• [GOAL OF THE EXERCISE]
The records should be written out in full, with nothing altered.

[Items from a data source]
####
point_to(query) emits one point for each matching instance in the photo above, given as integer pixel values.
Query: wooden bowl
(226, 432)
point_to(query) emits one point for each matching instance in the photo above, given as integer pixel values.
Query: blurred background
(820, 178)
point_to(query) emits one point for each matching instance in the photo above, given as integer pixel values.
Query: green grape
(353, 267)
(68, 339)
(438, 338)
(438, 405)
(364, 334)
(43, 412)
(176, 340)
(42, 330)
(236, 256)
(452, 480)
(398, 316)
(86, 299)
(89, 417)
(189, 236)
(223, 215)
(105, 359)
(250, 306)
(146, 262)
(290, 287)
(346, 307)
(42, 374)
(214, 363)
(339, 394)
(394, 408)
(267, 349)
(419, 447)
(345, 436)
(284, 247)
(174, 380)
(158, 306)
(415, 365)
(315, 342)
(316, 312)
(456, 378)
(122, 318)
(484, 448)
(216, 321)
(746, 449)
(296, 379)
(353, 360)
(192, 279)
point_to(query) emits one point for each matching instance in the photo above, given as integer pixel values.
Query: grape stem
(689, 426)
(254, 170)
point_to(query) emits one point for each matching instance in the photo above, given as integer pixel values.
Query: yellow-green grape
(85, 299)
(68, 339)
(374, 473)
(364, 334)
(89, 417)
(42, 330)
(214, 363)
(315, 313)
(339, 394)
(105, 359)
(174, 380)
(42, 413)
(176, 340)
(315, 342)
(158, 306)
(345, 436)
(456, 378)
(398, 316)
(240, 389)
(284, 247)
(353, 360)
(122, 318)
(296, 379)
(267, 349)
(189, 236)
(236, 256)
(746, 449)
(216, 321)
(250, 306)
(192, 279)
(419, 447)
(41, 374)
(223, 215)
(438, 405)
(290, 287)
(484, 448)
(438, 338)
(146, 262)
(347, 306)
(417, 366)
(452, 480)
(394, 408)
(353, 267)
####
• [YOUR RESPONSE]
point_to(query) emits one point for each matching instance in the photo above, given as integer pixel values.
Query: wooden bowl
(226, 432)
point_to(query) emits one point for each matching instance in the photo above, given as integer pixel values.
Query: blurred background
(820, 178)
point_to(query) emits one point for each matching instance in the photo above, given as integer pixel values.
Query: green grape
(353, 267)
(68, 339)
(438, 338)
(438, 405)
(364, 334)
(43, 412)
(176, 340)
(42, 330)
(236, 256)
(452, 480)
(398, 316)
(86, 299)
(89, 417)
(189, 236)
(223, 215)
(105, 359)
(250, 306)
(146, 262)
(290, 287)
(346, 307)
(42, 374)
(214, 363)
(339, 394)
(394, 408)
(267, 349)
(419, 447)
(345, 436)
(284, 247)
(174, 380)
(158, 306)
(415, 365)
(315, 342)
(316, 312)
(456, 378)
(122, 318)
(484, 448)
(216, 321)
(746, 449)
(296, 379)
(353, 360)
(192, 279)
point_to(query) emits one point for each matching instance in the photo above, given as integer pixel values.
Query: grape stem
(689, 426)
(254, 170)
point_to(query) emits one point for each matching instance in the photo above, given as integer pixel values.
Query: yellow-green grape
(85, 299)
(68, 339)
(374, 473)
(364, 334)
(89, 417)
(42, 330)
(214, 363)
(315, 313)
(339, 394)
(105, 359)
(174, 380)
(42, 413)
(176, 340)
(315, 342)
(158, 306)
(345, 436)
(456, 378)
(398, 316)
(240, 389)
(284, 247)
(353, 360)
(122, 318)
(296, 379)
(267, 349)
(189, 236)
(236, 256)
(746, 449)
(216, 321)
(250, 306)
(192, 279)
(419, 447)
(41, 374)
(223, 215)
(438, 405)
(290, 287)
(484, 448)
(438, 338)
(146, 262)
(347, 306)
(417, 366)
(452, 480)
(394, 408)
(353, 267)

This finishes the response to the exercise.